Consegna esercizio: Secondo l'articolo sulla bufala dell'app Immuni, che cosa chiede il messaggio a chi vuole installare l'app lo stesso?

Testo di partenza:
------------------------
App Immuni: la bufala gira sui social.
L’app Immuni ancora non è entrata in funzione, ma le fake news sono partite assieme alla possibilità di scaricarla
La bufala:
Spopola infatti un messaggio definito “dichiarazione di autotutela” (come se una dichiarazione su di un social network potesse avere effetti legali) dove si mette in guardia sul fatto che dietro l’app si nasconde un sistema di controllo degli spostamenti e di furto dei dati che si propaga attraverso i contatti registrati in rubrica. Il messaggio invita quindi a non installare l’app, chiedendo a chiunque voglia comunque farlo che abbia la cura preventiva di rimuovere l’autore del messaggio dai propri contatti.
Ovviamente nulla di tutto ciò è vero, anzi una dichiarazione di questo tipo oltre ad essere dannosa non ha alcun effetto pratico. Se non dimostrare la propria non conoscenza dell’app o la propria volontà di essere bollati come complottisti.
Immuni può rubare dati personali?
------------------------
Estratto dati:
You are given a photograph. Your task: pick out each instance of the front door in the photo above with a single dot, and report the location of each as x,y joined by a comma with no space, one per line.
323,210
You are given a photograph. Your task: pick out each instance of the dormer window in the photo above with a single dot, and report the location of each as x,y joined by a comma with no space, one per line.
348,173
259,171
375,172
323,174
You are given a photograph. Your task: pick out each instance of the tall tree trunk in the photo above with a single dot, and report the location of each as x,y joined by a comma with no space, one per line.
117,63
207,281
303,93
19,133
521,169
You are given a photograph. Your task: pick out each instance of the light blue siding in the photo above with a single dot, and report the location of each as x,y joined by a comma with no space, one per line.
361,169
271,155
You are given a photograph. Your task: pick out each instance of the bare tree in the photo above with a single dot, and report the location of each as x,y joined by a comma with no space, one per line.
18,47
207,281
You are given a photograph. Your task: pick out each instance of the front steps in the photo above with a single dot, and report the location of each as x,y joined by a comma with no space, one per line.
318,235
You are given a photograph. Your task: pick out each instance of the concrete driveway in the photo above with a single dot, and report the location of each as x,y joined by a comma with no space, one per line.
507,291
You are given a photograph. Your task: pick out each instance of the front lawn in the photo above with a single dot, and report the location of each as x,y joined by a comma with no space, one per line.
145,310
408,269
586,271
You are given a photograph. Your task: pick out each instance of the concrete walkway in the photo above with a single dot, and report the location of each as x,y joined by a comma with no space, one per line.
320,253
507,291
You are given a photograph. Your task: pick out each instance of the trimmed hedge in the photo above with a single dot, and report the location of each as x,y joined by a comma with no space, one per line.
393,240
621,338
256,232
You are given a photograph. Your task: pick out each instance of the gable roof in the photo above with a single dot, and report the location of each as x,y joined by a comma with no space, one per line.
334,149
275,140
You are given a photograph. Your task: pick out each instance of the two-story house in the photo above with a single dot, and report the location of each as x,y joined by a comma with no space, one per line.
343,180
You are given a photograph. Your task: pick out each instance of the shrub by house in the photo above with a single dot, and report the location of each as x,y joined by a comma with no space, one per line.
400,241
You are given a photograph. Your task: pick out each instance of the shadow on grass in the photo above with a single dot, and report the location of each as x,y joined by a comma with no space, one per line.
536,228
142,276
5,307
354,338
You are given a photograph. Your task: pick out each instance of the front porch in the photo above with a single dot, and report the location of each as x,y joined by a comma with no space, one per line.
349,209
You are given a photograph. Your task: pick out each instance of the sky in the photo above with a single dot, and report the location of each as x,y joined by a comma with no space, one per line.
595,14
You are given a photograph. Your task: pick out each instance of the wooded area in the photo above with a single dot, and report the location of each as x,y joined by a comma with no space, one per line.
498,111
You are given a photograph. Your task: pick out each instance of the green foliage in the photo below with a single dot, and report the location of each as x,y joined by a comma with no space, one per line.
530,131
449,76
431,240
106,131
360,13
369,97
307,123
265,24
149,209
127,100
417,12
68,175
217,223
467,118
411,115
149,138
------------------------
Soluzione: Di togliere prima l'autore del messaggio dai propri contatti.